| WHAT YOU WILL DO |
Render these lines as a JSON list of strings, one string per line, omitting any blank lines.

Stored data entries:
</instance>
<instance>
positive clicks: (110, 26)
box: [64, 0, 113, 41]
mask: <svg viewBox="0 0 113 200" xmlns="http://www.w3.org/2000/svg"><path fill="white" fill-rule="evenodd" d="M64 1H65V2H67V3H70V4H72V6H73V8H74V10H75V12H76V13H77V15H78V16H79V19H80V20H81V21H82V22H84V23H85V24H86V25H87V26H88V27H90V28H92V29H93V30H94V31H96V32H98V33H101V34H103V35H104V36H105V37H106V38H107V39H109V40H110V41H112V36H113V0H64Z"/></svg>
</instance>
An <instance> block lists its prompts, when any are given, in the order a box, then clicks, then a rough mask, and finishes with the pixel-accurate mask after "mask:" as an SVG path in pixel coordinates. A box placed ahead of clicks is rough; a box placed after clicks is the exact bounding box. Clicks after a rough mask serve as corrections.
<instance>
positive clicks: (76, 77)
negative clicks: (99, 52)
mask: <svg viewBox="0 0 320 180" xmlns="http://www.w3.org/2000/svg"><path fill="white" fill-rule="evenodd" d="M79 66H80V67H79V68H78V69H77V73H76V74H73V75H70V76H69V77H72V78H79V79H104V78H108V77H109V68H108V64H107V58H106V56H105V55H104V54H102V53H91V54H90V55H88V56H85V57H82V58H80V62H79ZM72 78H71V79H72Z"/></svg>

| EXERCISE SOLUTION |
[
  "</instance>",
  "<instance>",
  "positive clicks: (110, 26)",
  "box: [64, 0, 113, 41]",
  "mask: <svg viewBox=\"0 0 113 200\" xmlns=\"http://www.w3.org/2000/svg\"><path fill=\"white\" fill-rule=\"evenodd\" d=\"M64 1H65V2H67V3H70V4H72V6H73V8H74V10H75V12H76V13H77V15H78V16H79V19H80V20H81V21H82V22H84V23H85V24H86V25H87V26H88V27H90V28H92V29H93V30H94V31H96V32H98V33H101V34H103V35H104V36H105V37H106V38H107V39H109V40H110V41H112V36H113V0H64Z\"/></svg>",
  "</instance>",
  "An <instance> block lists its prompts, when any are given, in the order a box, then clicks, then a rough mask, and finishes with the pixel-accurate mask after \"mask:\" as an SVG path in pixel coordinates. A box placed ahead of clicks is rough; a box placed after clicks is the exact bounding box. Clicks after a rough mask serve as corrections.",
  "<instance>",
  "positive clicks: (76, 77)",
  "negative clicks: (99, 52)",
  "mask: <svg viewBox=\"0 0 320 180\" xmlns=\"http://www.w3.org/2000/svg\"><path fill=\"white\" fill-rule=\"evenodd\" d=\"M79 66H80V67H79V68H78V69H77V73H76V74H73V75H70V76H69V77H72V78H79V79H104V78H108V77H109V68H108V64H107V58H106V56H105V55H104V54H102V53H91V54H90V55H88V56H85V57H82V58H80V62H79ZM72 78H71V79H72Z\"/></svg>"
]